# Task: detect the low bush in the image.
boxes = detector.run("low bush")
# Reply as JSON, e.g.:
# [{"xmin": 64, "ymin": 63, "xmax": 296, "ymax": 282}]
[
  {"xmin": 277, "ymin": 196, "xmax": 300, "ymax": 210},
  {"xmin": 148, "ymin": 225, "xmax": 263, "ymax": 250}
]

◆ ◆ ◆ ◆ ◆ ◆ ◆

## Required action
Output the listing above in full. Every line must match.

## Answer to this exercise
# Task: detect the low bush in the image.
boxes = detector.run("low bush")
# Reply as JSON, e.g.:
# [{"xmin": 64, "ymin": 63, "xmax": 296, "ymax": 282}]
[
  {"xmin": 277, "ymin": 196, "xmax": 300, "ymax": 210},
  {"xmin": 148, "ymin": 225, "xmax": 263, "ymax": 250}
]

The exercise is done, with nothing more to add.